→ **Text shown**
______________________________

In Kitsap County on the western side of Puget Sound, the public health district is in the middle of the pack when it comes to funding. Nevertheless, for the past five to six years, local government has not increased funding except to keep up with personnel costs, said Keith Grellner, administrator of the district. "We have to compete with every other county department and local special purpose district for funding every year," he said. "We all compete."
Grellner has pulled nearly everyone from their normal duties to help with contact tracing of COVID-19. But the result is it's taking eyes off other issues. In the past three months, for example, Kitsap has seen a worrying increase in sexually transmitted disease transmission, Grellner said.
In Grant County, Adkinson said the district adds to its funding with outside grants. But that money is so inflexible, she may end up with unspent dollars over the coming months that can’t be used for COVID-19 response.
Despite the progress against the pandemic in Washington, models continue to show enormous risk of an outbreak that could dwarf the first round of infections. A tenet of controlling future outbreaks is tracking the virus as certain parts of the economy reopen. Doing so necessitates a coordinated effort across the state, public health experts say.
"We could be doing a great job here. but then if our neighboring counties outside of this region are not doing well, it will eventually come back and affect us," Dr. Anthony Chen, director of health with the Tacoma-Pierce County Health Department, said in a recent call with reporters.
Ketchel of the Washington State Public Health Association compared it to a chain in which each link is not equally strong.
Inslee has promised to hire 1,500 disease investigators to be spread across the state. For the areas with less of a public health presence, he pledged "disproportionate state assets."

______________________________

→ **Text-to-region grounding records**
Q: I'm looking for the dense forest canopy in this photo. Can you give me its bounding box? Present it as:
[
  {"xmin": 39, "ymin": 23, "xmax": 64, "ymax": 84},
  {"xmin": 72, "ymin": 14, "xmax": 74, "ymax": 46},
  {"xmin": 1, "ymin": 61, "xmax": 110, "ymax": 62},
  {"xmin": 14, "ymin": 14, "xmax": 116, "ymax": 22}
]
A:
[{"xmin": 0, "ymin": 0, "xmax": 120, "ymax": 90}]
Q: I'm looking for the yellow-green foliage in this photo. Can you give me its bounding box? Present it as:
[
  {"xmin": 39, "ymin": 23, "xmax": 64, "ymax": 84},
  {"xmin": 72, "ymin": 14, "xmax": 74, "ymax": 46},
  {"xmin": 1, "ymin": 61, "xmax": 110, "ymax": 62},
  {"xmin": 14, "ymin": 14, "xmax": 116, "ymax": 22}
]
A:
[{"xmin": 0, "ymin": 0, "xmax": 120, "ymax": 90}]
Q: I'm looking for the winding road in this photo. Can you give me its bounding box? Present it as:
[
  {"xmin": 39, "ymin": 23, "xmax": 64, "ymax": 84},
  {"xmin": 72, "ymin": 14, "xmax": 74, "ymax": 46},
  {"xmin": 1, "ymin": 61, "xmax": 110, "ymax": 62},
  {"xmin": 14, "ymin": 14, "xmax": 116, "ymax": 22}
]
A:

______________________________

→ **List of tasks**
- 1) Reproduce the stretch of the passage on Washington public health funding from "Despite the progress" through "health experts say.".
- 2) Carry on the article about Washington's county public health districts and the COVID-19 response from the point where it stops.

→ **Task-by-task answers**
- 1)
Despite the progress against the pandemic in Washington, models continue to show enormous risk of an outbreak that could dwarf the first round of infections. A tenet of controlling future outbreaks is tracking the virus as certain parts of the economy reopen. Doing so necessitates a coordinated effort across the state, public health experts say.

- 2)
The state also set aside $200 million in emergency COVID-19 response funds, some of which went to local health jurisdictions. Grellner with the Kitsap agency said the district saw $309,000 in April as part of that package. It was welcome, but his district had already spent $326,000 the previous month on COVID-19 response, so that infusion essentially covered its deficit.
"Now we're spending money that there is no promise for reimbursement yet," he said.
Grellner said the district may get up to $400,000 from the federal government, but without more infusion, it will go into debt. That makes him worried about what the district will do if the virus returns with force.
"We may not get money to backfill all the money we're already spending, which means we're going into deficit mode, which means we'll have less people," he said. "So it's not a great outlook right now, unfortunately, if we get hit with COVID again."
‘Overwhelmed’
When Woodbury came to Asotin County in 2011, he had 13 employees. Today, he's down to six, including himself. They don't have a communicable disease expert. There used to be nurses on staff, but they've been let go, and the programs they administered, including immunization, have evaporated.
Resources are so thin that Woodbury was forced to become certified to conduct septic inspections; state law says someone has to be and there was no one else but him.
"We don't have the presence in our community that we would like to have," he said. "We play an important role in our community, but because we're so limited on what we can do, we have fewer and fewer programs and less and less influence."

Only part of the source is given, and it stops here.